──────── Page excerpt
Why Won't My Bra's Center Panel Lie Flat? (And How to Fix It)

The little bridge of fabric between your cups — the gore — is supposed to sit flat against your breastbone, quietly doing its job. Instead it's tenting away from your chest like a tiny pup tent, and you can slide a finger (or, let's be honest, a whole pen) behind it. It's one of the easiest fit signals to read, because the gore is almost always pointing at one specific culprit.


What's actually going on

  • Your cups are too small. This is it nine times out of ten. When the cup can't contain all your tissue, the overflow shoves the entire front of the bra forward — and that leverage lifts the gore right off your chest. A floating gore is usually the cup waving a little white flag.
  • You're close-set. Less common: if the cups genuinely fit — no spillage, smooth fabric — but the gore still won't settle, your breasts may sit close together with little gap at the center. A tall standard gore then rests on tissue, not bone, so it can't tack down.

The fix

  • Go up a cup — a 34C becomes a 34D, sometimes two sizes up. Give the tissue room and the gore falls back and tacks flat against your sternum. This solves the vast majority of floating gores.
────────────────
──────── Stored data
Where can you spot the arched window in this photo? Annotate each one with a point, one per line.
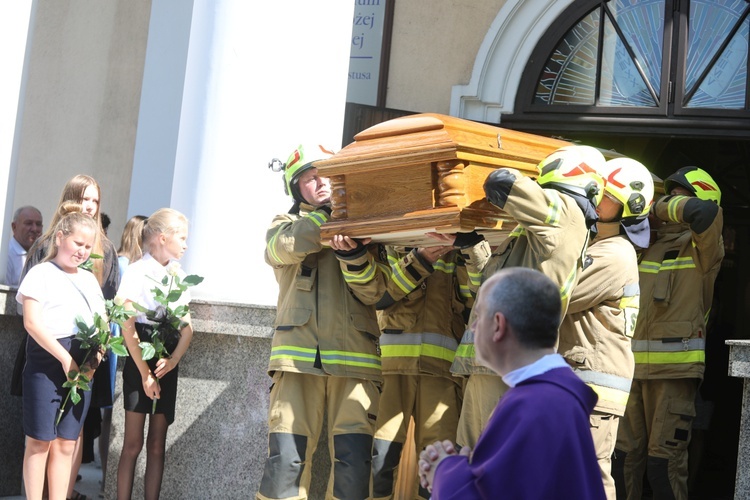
(642, 60)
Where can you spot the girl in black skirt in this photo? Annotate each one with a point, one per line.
(53, 293)
(164, 241)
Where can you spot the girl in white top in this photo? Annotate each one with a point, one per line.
(53, 293)
(164, 241)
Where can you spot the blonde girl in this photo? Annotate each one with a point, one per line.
(52, 294)
(164, 242)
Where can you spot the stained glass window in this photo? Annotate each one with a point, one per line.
(717, 29)
(614, 56)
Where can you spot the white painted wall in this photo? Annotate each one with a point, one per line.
(14, 30)
(259, 78)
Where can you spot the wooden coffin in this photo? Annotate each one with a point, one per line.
(425, 173)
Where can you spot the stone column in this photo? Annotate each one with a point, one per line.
(739, 366)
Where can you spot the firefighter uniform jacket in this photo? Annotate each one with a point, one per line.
(677, 275)
(422, 328)
(325, 321)
(596, 332)
(551, 236)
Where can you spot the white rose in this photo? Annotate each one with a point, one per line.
(173, 268)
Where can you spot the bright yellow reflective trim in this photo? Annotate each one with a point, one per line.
(317, 218)
(271, 250)
(415, 351)
(475, 278)
(668, 358)
(649, 267)
(346, 358)
(672, 208)
(655, 267)
(275, 357)
(374, 357)
(609, 394)
(553, 214)
(294, 348)
(465, 351)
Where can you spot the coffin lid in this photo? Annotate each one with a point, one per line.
(430, 137)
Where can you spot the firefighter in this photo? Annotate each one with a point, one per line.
(596, 331)
(556, 216)
(422, 317)
(677, 274)
(324, 355)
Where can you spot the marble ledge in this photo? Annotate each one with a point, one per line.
(212, 317)
(739, 358)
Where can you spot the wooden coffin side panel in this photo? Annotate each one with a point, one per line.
(412, 175)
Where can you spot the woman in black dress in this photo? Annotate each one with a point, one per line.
(150, 387)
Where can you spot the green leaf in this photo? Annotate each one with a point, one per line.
(119, 349)
(148, 350)
(181, 311)
(192, 280)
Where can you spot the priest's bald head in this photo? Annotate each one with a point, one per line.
(516, 319)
────────────────
▶ **Tasks for this exercise**:
A) Retype the passage from the article about floating bra gores, from "The little bridge" up to and including "little white flag.".
B) Answer these questions using the article about floating bra gores:
(i) What name does it give the bridge of fabric between the cups?
(ii) How often does it say too-small cups are the cause?
(iii) What size change does it give as an example of going up a cup?
Rely only on the article about floating bra gores.

▶ **Solutions in order**:
A)
The little bridge of fabric between your cups — the gore — is supposed to sit flat against your breastbone, quietly doing its job. Instead it's tenting away from your chest like a tiny pup tent, and you can slide a finger (or, let's be honest, a whole pen) behind it. It's one of the easiest fit signals to read, because the gore is almost always pointing at one specific culprit.


What's actually going on

  • Your cups are too small. This is it nine times out of ten. When the cup can't contain all your tissue, the overflow shoves the entire front of the bra forward — and that leverage lifts the gore right off your chest. A floating gore is usually the cup waving a little white flag.

B)
(i) The gore.
(ii) Nine times out of ten.
(iii) A 34C becomes a 34D.